◆ Stated task:
Starting at the line that contains "In this exercise you will tag the paved" and running through the last of the lines below, turn that stretch into a JSON list of strings with one string per line, leaving out any blank lines.
## Begin
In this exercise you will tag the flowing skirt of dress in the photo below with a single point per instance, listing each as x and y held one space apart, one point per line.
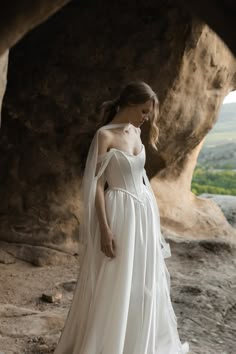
131 311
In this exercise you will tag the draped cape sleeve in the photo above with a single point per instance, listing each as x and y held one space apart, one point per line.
94 168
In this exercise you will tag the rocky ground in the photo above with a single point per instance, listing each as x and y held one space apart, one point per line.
203 291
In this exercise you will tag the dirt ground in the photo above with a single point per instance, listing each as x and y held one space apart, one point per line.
203 292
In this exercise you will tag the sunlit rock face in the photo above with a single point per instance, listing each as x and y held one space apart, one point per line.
219 15
61 72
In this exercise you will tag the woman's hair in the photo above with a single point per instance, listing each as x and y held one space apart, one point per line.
136 92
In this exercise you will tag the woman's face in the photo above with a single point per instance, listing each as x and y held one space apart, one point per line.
141 113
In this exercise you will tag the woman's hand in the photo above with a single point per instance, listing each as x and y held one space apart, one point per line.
108 244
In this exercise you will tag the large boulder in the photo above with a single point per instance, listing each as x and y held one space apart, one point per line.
59 74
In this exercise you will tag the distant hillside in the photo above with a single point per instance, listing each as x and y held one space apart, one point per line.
225 128
222 156
216 166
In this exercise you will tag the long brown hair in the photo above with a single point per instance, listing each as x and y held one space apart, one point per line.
136 92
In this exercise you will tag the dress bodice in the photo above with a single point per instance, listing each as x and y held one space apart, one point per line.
126 170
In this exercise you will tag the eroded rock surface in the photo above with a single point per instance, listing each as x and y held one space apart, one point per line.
57 78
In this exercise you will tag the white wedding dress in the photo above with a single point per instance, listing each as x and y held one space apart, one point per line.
131 310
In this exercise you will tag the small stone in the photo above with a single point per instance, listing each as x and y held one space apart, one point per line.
69 285
54 297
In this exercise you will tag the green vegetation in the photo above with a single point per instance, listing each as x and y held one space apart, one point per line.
214 182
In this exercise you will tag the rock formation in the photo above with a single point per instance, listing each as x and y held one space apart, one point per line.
61 72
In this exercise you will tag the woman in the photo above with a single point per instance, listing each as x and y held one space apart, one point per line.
121 303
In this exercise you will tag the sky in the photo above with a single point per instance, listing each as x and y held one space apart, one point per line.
231 97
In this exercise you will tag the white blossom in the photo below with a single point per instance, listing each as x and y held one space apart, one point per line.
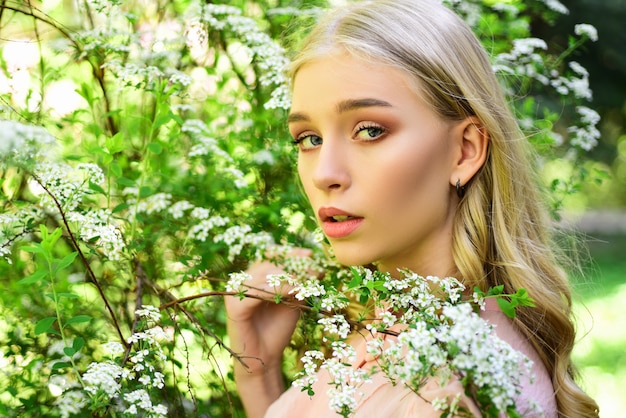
104 377
236 280
557 6
585 29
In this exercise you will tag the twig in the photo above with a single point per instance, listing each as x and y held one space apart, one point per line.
83 258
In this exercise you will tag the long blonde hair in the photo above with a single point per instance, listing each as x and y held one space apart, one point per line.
502 233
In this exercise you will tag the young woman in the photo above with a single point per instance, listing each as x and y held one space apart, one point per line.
411 159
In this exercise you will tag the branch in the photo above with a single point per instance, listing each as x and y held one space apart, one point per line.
291 302
83 258
44 19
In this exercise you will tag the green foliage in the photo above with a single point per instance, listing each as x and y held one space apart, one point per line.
144 157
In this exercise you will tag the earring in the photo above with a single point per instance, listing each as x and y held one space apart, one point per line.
460 190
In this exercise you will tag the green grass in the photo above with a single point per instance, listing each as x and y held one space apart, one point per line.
601 319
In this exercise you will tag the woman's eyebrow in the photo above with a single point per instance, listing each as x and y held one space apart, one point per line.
342 107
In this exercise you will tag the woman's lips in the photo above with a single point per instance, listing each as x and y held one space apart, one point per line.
337 223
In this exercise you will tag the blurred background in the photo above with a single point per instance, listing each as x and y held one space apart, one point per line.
599 212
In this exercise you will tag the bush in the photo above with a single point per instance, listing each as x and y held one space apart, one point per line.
144 157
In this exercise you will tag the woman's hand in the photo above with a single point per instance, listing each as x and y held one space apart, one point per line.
259 331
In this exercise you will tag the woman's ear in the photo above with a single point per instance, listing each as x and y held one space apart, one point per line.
471 143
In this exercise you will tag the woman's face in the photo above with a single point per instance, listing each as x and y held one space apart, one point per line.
376 164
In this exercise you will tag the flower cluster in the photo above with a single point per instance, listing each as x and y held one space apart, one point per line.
111 381
441 336
268 55
21 143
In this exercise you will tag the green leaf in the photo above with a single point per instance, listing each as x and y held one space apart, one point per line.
37 276
155 148
69 351
120 207
78 319
78 343
356 278
66 261
496 290
507 307
116 170
44 325
123 181
67 295
35 248
60 364
96 188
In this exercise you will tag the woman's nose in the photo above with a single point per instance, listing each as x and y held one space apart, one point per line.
331 166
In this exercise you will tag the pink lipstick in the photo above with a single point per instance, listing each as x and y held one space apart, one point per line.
337 223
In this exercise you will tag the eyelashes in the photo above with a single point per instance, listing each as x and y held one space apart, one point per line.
363 132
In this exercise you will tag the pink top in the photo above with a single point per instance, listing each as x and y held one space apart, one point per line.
381 399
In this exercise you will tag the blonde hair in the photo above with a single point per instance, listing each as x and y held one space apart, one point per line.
502 233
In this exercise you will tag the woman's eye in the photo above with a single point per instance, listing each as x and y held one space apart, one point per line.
369 132
308 141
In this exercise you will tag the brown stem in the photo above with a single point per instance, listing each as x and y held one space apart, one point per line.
83 258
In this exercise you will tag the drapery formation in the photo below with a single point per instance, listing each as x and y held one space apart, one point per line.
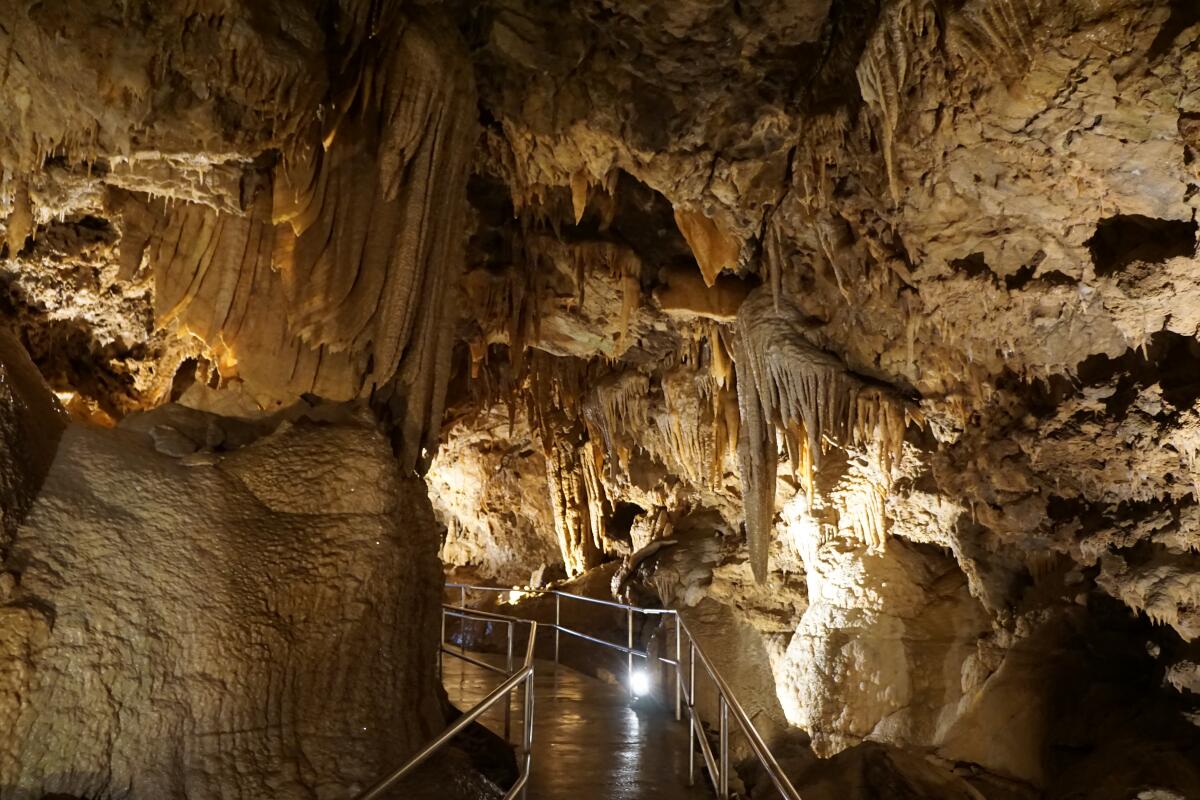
335 280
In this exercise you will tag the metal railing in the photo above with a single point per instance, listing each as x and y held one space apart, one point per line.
718 764
514 679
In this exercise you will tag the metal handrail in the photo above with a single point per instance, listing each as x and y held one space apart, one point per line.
718 764
522 675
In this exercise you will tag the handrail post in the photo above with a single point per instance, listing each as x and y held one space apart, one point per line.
629 619
691 713
724 793
678 667
508 701
462 625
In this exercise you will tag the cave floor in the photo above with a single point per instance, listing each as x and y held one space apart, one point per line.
588 741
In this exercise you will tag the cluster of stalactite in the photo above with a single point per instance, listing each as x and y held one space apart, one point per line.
318 256
801 396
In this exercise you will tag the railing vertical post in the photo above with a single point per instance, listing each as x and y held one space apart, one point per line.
462 627
508 701
629 619
724 792
678 667
691 713
527 744
442 643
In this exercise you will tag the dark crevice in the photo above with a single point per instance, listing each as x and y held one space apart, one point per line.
1125 239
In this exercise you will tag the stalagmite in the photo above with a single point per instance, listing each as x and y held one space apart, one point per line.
811 400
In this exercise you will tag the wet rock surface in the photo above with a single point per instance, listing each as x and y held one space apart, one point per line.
865 330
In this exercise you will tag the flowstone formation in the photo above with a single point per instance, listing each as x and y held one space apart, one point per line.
253 620
867 334
909 383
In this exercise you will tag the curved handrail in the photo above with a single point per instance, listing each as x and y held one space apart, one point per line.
718 765
525 674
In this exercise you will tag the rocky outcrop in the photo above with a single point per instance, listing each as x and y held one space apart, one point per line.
30 425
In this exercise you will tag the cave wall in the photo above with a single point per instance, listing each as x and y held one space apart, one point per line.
913 347
874 323
256 620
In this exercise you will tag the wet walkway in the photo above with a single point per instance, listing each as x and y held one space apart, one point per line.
588 744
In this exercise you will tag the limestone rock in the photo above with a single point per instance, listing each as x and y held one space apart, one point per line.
174 625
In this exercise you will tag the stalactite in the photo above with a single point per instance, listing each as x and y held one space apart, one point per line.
336 280
813 401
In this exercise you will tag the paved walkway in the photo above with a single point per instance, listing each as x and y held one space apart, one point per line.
588 744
## End
◆ Answer:
[
  "In this exercise you will tag the paved walkway in the photo above with a single point per instance, listing each as x and y held one space apart, one point per line.",
  "588 744"
]